TASK OBJECTIVE: Wherever a line in the data holds the word "football", pull that line out.

INFORMATION PROVIDED:
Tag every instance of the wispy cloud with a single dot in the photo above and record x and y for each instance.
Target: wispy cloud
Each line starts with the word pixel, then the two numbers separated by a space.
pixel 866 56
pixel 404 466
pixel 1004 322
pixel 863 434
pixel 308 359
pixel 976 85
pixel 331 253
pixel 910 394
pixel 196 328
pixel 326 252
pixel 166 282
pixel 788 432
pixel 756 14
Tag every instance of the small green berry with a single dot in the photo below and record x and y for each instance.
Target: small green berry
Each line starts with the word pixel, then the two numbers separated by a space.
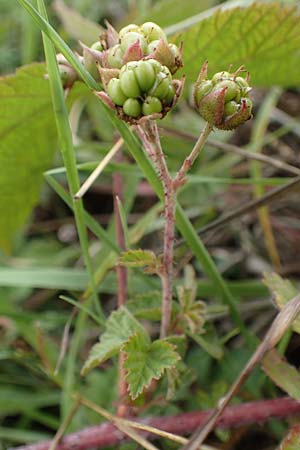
pixel 145 75
pixel 128 29
pixel 202 90
pixel 131 38
pixel 166 71
pixel 161 86
pixel 131 65
pixel 151 105
pixel 175 50
pixel 152 46
pixel 152 31
pixel 132 107
pixel 129 84
pixel 115 57
pixel 220 76
pixel 232 89
pixel 97 46
pixel 168 100
pixel 248 103
pixel 230 108
pixel 244 86
pixel 241 82
pixel 115 92
pixel 155 64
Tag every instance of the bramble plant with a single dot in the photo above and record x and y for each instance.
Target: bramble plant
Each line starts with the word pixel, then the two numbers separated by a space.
pixel 138 77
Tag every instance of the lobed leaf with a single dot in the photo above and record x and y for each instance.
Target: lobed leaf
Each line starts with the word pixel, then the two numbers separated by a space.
pixel 77 26
pixel 263 37
pixel 120 326
pixel 146 361
pixel 28 142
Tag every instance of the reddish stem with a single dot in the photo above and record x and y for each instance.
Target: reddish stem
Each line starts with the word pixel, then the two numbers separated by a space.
pixel 106 434
pixel 150 137
pixel 118 187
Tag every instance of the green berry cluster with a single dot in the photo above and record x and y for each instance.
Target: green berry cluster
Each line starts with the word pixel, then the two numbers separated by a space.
pixel 224 100
pixel 143 88
pixel 139 42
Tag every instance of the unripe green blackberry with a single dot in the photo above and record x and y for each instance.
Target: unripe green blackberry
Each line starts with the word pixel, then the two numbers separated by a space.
pixel 155 64
pixel 223 101
pixel 230 108
pixel 145 75
pixel 152 31
pixel 151 105
pixel 152 46
pixel 132 107
pixel 129 84
pixel 128 29
pixel 115 57
pixel 131 38
pixel 115 92
pixel 97 46
pixel 161 86
pixel 220 76
pixel 169 98
pixel 232 89
pixel 202 90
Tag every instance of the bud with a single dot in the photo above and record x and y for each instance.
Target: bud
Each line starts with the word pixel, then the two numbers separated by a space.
pixel 224 100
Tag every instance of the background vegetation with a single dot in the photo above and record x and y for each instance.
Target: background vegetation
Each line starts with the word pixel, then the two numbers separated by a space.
pixel 43 344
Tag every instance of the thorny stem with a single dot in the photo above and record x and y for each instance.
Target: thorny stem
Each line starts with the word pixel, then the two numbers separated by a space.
pixel 106 435
pixel 150 137
pixel 189 161
pixel 122 282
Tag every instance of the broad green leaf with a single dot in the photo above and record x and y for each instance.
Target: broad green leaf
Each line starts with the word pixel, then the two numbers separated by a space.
pixel 283 374
pixel 283 291
pixel 138 258
pixel 263 37
pixel 146 361
pixel 28 142
pixel 292 441
pixel 120 326
pixel 167 12
pixel 77 26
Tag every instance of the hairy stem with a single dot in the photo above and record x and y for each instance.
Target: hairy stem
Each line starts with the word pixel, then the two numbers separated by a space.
pixel 150 136
pixel 118 187
pixel 107 435
pixel 189 160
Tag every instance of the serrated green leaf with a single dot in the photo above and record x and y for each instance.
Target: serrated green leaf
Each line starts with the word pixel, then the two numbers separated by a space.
pixel 28 143
pixel 292 441
pixel 120 326
pixel 138 258
pixel 146 361
pixel 77 26
pixel 283 291
pixel 283 374
pixel 263 37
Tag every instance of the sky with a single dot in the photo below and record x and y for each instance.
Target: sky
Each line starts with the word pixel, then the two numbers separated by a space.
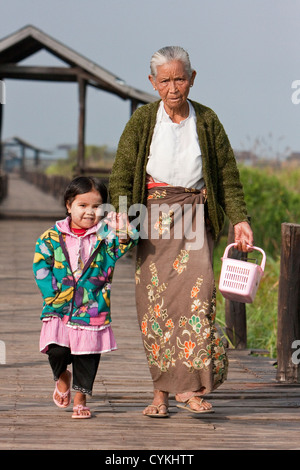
pixel 246 54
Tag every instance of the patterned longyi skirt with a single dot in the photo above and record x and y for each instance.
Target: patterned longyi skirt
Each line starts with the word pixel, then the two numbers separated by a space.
pixel 176 296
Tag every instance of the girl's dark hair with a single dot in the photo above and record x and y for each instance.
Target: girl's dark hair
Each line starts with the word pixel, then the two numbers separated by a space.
pixel 84 184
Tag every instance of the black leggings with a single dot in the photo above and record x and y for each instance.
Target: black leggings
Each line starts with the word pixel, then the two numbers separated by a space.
pixel 84 366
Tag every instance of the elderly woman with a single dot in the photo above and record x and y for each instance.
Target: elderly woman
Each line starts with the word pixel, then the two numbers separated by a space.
pixel 175 158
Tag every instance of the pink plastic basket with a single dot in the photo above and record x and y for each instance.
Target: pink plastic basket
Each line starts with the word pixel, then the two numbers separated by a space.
pixel 239 280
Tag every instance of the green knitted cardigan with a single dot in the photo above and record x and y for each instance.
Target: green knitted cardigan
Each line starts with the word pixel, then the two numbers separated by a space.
pixel 224 189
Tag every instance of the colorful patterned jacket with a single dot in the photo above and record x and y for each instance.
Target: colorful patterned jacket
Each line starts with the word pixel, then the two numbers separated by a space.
pixel 85 302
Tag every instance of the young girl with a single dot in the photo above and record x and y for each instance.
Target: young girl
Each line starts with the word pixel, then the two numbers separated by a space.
pixel 73 267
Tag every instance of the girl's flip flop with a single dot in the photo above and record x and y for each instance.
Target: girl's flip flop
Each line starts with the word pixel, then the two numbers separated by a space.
pixel 77 412
pixel 62 395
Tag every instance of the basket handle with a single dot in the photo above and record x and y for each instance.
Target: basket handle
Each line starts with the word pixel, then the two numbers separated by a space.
pixel 263 261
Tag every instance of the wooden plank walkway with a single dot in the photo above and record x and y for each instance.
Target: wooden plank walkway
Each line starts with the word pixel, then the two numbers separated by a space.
pixel 252 411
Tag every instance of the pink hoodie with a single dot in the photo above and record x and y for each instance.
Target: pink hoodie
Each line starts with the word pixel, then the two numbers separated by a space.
pixel 79 248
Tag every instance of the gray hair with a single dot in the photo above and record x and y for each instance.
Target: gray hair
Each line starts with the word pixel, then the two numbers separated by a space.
pixel 168 54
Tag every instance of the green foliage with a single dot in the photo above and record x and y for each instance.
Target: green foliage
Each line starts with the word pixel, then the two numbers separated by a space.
pixel 269 204
pixel 272 198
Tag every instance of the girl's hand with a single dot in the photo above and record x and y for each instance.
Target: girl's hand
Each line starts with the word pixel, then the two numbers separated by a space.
pixel 119 223
pixel 243 236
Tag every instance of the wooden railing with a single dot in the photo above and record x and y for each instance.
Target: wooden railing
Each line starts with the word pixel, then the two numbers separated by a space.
pixel 3 185
pixel 288 327
pixel 288 335
pixel 288 315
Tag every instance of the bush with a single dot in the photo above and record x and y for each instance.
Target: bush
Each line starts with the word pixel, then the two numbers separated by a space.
pixel 269 205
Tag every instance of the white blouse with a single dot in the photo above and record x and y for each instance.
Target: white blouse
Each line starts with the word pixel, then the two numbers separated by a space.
pixel 175 155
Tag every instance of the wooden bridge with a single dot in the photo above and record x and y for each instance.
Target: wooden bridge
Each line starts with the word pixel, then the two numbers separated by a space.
pixel 252 410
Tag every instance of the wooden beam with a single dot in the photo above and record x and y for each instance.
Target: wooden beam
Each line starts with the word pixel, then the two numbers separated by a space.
pixel 288 328
pixel 81 126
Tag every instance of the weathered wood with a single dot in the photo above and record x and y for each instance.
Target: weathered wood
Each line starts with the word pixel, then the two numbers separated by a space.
pixel 81 125
pixel 288 336
pixel 252 410
pixel 235 312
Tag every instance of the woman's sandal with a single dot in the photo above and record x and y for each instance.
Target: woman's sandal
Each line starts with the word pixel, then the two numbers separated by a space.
pixel 158 414
pixel 78 412
pixel 187 406
pixel 62 395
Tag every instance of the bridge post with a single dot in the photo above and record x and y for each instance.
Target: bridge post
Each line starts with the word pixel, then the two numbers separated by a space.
pixel 288 329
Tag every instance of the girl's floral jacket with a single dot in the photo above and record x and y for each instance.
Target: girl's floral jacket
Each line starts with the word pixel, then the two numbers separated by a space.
pixel 85 301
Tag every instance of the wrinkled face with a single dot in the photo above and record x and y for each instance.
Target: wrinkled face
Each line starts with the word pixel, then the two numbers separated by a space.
pixel 85 210
pixel 173 84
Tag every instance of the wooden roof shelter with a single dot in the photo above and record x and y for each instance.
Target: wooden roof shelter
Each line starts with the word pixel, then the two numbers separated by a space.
pixel 23 145
pixel 29 40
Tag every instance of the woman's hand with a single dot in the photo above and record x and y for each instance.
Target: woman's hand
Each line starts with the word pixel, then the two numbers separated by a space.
pixel 243 236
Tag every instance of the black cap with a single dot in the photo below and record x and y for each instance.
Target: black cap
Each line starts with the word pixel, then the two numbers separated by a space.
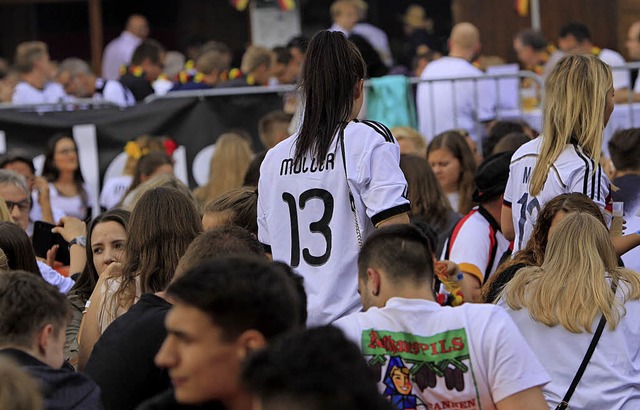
pixel 491 177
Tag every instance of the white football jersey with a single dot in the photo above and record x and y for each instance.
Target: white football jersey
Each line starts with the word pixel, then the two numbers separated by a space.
pixel 573 171
pixel 305 216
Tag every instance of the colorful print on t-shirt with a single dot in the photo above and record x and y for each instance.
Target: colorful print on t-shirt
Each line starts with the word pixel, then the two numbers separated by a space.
pixel 420 372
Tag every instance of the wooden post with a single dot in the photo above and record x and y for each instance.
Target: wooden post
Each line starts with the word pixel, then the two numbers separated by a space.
pixel 95 30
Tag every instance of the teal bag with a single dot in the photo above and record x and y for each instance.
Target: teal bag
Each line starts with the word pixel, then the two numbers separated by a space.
pixel 390 101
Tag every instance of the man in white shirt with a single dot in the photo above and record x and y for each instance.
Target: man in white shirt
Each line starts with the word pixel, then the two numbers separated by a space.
pixel 575 38
pixel 79 81
pixel 119 51
pixel 431 357
pixel 15 192
pixel 445 105
pixel 33 64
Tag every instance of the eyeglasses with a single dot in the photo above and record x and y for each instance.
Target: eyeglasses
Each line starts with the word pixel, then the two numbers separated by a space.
pixel 23 205
pixel 67 151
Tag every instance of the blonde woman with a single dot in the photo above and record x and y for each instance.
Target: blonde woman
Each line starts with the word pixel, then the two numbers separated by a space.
pixel 229 164
pixel 558 305
pixel 410 141
pixel 578 102
pixel 4 262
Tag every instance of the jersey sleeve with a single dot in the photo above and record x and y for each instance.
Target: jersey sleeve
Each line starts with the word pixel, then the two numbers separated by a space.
pixel 383 186
pixel 595 185
pixel 509 190
pixel 512 366
pixel 263 232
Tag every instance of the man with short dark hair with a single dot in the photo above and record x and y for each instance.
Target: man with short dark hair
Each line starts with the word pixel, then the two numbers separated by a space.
pixel 575 38
pixel 633 50
pixel 209 67
pixel 534 52
pixel 33 320
pixel 471 356
pixel 222 310
pixel 15 192
pixel 122 359
pixel 312 369
pixel 35 86
pixel 624 148
pixel 78 80
pixel 146 66
pixel 119 50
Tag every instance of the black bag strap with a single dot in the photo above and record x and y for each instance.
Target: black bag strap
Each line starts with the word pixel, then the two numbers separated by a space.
pixel 351 199
pixel 587 357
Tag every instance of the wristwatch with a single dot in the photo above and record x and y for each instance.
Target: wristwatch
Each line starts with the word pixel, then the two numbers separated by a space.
pixel 78 240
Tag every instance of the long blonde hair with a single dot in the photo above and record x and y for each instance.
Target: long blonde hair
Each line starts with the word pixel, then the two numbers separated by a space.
pixel 570 288
pixel 229 164
pixel 574 105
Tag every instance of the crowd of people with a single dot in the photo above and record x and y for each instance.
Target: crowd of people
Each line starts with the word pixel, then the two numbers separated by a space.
pixel 346 266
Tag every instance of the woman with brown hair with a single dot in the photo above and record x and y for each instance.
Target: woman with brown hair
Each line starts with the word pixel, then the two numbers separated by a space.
pixel 533 253
pixel 115 188
pixel 162 225
pixel 577 289
pixel 428 203
pixel 454 165
pixel 228 166
pixel 67 190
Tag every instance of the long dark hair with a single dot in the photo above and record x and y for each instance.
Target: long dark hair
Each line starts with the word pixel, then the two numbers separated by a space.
pixel 425 194
pixel 87 280
pixel 455 143
pixel 15 243
pixel 163 223
pixel 533 253
pixel 51 173
pixel 331 70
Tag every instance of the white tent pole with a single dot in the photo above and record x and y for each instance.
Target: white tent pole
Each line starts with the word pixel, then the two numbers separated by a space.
pixel 535 14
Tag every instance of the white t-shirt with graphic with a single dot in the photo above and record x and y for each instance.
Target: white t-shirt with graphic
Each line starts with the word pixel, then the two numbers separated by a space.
pixel 573 171
pixel 305 216
pixel 434 357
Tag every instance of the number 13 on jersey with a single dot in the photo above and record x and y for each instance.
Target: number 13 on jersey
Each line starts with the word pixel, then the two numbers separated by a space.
pixel 320 226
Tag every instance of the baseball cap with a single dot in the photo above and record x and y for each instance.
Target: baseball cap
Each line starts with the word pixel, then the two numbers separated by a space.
pixel 491 177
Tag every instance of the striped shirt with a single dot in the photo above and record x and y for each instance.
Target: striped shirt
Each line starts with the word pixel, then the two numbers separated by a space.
pixel 573 171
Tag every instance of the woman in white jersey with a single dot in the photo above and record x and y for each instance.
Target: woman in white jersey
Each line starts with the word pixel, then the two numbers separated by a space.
pixel 559 305
pixel 323 190
pixel 578 102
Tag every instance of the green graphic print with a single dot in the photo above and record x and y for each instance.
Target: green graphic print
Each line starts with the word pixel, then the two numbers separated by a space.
pixel 426 361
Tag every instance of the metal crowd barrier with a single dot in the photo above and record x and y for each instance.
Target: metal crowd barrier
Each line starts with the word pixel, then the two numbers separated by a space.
pixel 90 104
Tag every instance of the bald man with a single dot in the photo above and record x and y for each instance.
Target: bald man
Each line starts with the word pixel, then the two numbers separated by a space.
pixel 119 51
pixel 468 104
pixel 633 49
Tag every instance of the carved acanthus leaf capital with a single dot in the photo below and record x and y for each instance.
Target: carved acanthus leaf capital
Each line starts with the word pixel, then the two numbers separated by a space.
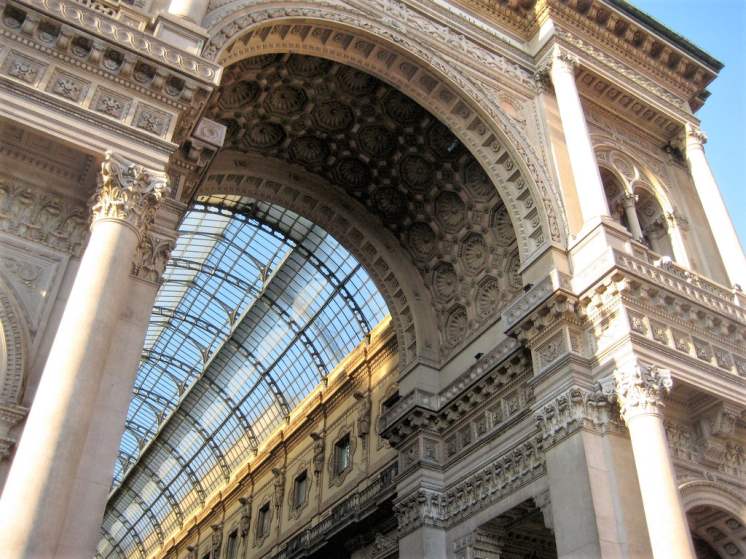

WRITTEN REPLY:
Tag every instance of the white football jersey with a single dot in the photo above and record x and y for each instance.
Target: white football jersey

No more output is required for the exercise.